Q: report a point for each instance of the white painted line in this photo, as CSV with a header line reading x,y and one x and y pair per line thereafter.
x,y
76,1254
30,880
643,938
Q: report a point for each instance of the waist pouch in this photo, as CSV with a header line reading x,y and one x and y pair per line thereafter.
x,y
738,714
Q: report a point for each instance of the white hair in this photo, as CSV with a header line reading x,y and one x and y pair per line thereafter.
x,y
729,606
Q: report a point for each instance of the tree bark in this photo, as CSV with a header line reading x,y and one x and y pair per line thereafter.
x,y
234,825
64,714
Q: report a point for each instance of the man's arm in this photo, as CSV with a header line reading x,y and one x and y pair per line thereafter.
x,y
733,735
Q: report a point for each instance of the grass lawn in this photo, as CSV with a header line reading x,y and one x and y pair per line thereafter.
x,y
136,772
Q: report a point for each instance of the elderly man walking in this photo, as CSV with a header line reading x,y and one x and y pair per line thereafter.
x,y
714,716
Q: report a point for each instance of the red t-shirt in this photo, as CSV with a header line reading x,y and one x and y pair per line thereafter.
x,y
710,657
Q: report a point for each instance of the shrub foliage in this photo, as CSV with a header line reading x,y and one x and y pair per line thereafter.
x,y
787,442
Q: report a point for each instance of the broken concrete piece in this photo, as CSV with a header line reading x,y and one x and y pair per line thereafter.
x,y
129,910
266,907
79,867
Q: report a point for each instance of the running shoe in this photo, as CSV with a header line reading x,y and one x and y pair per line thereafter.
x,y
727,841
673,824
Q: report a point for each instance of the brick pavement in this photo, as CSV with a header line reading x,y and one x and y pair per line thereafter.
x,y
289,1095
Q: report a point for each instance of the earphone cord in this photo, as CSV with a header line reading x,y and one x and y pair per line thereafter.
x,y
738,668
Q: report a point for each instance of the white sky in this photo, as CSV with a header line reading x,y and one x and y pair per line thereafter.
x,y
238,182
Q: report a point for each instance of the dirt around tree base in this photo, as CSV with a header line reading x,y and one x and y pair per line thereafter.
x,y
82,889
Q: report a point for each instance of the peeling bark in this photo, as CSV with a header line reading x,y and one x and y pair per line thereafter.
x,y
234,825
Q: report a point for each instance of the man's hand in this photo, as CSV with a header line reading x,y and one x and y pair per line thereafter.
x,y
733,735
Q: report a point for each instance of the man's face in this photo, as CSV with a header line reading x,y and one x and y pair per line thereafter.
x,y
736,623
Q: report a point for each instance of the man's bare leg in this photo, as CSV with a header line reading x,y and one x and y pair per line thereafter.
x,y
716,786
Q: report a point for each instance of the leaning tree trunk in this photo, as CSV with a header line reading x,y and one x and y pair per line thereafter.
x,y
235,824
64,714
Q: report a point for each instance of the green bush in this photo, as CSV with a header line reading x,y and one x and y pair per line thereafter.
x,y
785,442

▸ **SET EXERCISE**: Could you rewrite the entries from the line with "Q: report a point for each instance of the leaning" through the end of the entries, swapping "green bush" for "dense hedge" and leaving everything else untouched?

▸ **ANSWER BELOW**:
Q: report a point for each instance of the leaning tree trunk in this photo, as CSV with a header line reading x,y and one x and y pair per line thereafter.
x,y
235,824
64,714
Q: report a point for each instance of the dense hedge in this photo, as CSV with a header line reading x,y and one x and y pair per line thereafter.
x,y
785,442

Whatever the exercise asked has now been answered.